*INSTRUCTIONS FOR THE TASK:* Two lines in the listing below mark the span: one contains "Target: yellow shirt" and one contains "Target: pedestrian walking". Reproduce both of them and everything between, exactly.

*AVAILABLE DATA:*
======

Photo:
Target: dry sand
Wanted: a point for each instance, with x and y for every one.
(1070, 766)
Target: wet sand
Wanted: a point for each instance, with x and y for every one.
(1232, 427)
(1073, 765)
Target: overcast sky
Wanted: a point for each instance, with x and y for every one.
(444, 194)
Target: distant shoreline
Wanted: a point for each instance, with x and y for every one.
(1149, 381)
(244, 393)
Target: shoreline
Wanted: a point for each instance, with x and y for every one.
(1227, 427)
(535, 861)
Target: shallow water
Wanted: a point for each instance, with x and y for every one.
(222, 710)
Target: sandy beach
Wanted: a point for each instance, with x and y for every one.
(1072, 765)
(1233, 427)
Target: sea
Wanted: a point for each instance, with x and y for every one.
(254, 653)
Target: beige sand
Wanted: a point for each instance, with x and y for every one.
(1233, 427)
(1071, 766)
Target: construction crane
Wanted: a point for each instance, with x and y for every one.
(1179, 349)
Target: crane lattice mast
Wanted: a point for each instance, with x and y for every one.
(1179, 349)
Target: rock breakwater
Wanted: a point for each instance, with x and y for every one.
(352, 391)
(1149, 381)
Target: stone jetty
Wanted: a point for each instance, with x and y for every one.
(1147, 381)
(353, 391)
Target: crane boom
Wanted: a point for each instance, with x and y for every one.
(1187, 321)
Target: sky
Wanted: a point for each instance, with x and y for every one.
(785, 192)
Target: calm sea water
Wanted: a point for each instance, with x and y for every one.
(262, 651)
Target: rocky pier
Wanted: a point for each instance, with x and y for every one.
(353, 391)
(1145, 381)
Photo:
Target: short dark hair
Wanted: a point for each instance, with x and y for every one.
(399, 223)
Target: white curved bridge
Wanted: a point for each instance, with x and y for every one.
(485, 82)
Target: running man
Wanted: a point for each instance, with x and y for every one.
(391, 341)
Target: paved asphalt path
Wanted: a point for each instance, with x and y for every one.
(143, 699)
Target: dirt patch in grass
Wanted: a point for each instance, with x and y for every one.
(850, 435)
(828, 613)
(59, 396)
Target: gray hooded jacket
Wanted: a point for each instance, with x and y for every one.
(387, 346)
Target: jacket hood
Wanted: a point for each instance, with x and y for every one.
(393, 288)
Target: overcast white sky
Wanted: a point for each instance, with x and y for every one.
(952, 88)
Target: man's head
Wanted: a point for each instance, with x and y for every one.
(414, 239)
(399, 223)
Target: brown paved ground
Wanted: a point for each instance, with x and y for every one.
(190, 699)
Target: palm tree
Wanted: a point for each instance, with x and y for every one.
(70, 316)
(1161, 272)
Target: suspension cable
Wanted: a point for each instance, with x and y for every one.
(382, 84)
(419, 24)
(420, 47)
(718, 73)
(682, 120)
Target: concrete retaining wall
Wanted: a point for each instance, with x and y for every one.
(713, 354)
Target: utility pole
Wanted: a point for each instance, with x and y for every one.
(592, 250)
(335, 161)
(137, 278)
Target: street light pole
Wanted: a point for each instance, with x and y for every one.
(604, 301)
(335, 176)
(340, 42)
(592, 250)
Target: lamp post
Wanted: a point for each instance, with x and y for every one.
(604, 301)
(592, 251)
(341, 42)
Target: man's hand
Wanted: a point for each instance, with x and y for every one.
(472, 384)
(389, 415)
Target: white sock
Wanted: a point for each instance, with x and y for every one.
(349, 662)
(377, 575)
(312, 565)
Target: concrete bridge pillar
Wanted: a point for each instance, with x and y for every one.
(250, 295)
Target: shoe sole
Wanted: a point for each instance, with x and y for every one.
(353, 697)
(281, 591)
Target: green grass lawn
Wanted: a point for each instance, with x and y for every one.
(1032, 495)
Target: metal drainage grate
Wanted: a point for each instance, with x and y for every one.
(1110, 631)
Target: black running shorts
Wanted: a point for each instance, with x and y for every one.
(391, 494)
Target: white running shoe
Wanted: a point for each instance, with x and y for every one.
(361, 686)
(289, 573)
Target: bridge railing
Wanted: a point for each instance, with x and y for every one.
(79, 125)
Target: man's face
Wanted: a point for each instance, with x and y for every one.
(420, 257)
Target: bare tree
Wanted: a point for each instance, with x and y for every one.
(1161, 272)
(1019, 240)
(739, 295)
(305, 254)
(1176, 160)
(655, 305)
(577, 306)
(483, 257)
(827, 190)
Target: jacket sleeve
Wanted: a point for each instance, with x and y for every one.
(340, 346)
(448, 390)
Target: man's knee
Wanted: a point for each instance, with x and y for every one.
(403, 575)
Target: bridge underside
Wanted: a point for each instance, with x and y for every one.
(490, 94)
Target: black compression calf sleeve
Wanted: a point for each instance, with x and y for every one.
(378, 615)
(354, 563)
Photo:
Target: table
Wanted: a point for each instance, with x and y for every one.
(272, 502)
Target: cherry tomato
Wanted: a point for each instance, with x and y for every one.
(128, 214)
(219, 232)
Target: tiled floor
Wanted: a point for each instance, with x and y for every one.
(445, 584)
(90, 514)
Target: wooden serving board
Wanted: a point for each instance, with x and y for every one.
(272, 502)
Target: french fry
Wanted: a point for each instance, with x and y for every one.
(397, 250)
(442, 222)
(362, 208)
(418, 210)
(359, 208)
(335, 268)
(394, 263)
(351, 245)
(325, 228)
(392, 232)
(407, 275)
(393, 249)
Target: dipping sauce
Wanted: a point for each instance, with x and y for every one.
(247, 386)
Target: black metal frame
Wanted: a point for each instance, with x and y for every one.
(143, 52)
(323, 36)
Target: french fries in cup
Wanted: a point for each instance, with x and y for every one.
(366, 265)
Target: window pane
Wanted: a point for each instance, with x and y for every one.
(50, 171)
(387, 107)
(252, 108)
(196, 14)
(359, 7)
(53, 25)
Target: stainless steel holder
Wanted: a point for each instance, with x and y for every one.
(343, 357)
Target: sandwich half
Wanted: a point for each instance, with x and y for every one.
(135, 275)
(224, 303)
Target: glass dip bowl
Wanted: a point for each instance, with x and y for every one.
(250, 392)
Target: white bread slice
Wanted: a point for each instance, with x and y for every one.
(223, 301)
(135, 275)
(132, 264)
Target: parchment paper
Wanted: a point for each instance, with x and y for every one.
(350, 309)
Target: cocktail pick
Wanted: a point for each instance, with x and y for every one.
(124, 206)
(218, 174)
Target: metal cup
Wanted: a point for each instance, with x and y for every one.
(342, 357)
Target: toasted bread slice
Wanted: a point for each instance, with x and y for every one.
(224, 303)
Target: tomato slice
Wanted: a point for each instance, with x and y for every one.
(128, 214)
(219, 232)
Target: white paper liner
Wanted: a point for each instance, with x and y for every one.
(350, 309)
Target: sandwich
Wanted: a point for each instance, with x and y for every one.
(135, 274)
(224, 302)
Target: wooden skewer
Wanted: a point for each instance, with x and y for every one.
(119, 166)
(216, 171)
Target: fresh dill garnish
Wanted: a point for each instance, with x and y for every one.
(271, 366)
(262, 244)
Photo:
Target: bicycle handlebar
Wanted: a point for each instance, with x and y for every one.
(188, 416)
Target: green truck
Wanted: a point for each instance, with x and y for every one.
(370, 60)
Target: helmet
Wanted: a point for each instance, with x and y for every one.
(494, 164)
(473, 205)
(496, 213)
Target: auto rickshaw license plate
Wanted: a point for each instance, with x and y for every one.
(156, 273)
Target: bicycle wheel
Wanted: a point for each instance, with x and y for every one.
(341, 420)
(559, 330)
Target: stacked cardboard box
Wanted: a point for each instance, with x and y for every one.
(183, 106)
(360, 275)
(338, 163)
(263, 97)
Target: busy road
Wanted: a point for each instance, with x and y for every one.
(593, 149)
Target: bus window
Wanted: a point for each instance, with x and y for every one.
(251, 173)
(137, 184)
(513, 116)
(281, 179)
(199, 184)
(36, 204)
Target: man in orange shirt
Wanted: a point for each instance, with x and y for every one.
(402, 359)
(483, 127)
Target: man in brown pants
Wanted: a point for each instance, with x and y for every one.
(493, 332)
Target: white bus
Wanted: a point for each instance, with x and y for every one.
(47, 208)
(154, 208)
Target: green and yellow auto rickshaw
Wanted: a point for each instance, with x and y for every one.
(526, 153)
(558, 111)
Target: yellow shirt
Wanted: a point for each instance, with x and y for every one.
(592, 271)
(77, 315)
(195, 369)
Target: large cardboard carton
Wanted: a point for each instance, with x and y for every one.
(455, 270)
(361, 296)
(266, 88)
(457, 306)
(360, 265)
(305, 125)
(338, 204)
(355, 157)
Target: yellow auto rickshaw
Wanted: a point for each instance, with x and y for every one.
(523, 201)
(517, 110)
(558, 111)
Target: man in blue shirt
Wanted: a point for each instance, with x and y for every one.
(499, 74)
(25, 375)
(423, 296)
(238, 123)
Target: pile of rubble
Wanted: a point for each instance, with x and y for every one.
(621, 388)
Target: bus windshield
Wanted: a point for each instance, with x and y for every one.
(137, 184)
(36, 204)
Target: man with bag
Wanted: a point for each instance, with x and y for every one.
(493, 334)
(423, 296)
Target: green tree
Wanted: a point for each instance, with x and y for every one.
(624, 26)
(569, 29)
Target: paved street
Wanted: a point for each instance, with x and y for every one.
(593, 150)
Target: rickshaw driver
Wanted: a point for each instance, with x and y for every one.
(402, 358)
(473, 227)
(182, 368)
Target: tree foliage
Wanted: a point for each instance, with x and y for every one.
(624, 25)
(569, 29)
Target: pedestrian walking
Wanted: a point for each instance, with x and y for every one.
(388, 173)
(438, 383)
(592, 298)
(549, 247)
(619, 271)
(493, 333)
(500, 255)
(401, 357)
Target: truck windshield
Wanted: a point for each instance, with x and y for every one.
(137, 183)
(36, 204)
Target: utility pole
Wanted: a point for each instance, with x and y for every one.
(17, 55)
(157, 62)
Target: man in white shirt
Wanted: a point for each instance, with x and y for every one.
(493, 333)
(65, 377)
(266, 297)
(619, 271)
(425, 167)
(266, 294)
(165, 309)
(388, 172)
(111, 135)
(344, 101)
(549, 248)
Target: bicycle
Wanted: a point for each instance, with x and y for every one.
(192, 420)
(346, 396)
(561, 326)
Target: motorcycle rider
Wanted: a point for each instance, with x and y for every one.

======

*WRITTEN SOLUTION:*
Target: yellow shirt
Wanted: a point for each instance, with x and y for every one.
(592, 271)
(77, 315)
(195, 369)
Target: large cardboard carton
Wanted: a point for each instance, with x and y for every one.
(455, 270)
(361, 296)
(266, 88)
(457, 306)
(360, 265)
(305, 125)
(338, 204)
(355, 157)
Target: yellow auto rickshaw
Wanted: a point for each instance, with x and y for every one.
(523, 201)
(517, 110)
(558, 111)
Target: man in blue shirt
Wanted: a point for each instance, with x and y for every one.
(499, 74)
(25, 375)
(423, 296)
(238, 123)
Target: pile of rubble
Wanted: a point for each instance, with x and y for every one.
(621, 388)
Target: bus windshield
Wanted: a point for each instance, with x and y for every one.
(137, 184)
(36, 204)
Target: man with bag
Wanted: a point for each instance, with x and y for every one.
(493, 334)
(423, 296)
Target: green tree
Wanted: a point for each instance, with x and y for every one.
(624, 26)
(569, 29)
Target: paved street
Wanted: a point for each instance, with x and y for every one.
(593, 150)
Target: rickshaw driver
Wanted: a point for each instance, with x and y for every one.
(402, 358)
(473, 227)
(182, 368)
Target: tree foliage
Wanted: a point for each instance, with x and y for every one.
(624, 25)
(569, 29)
Target: pedestrian walking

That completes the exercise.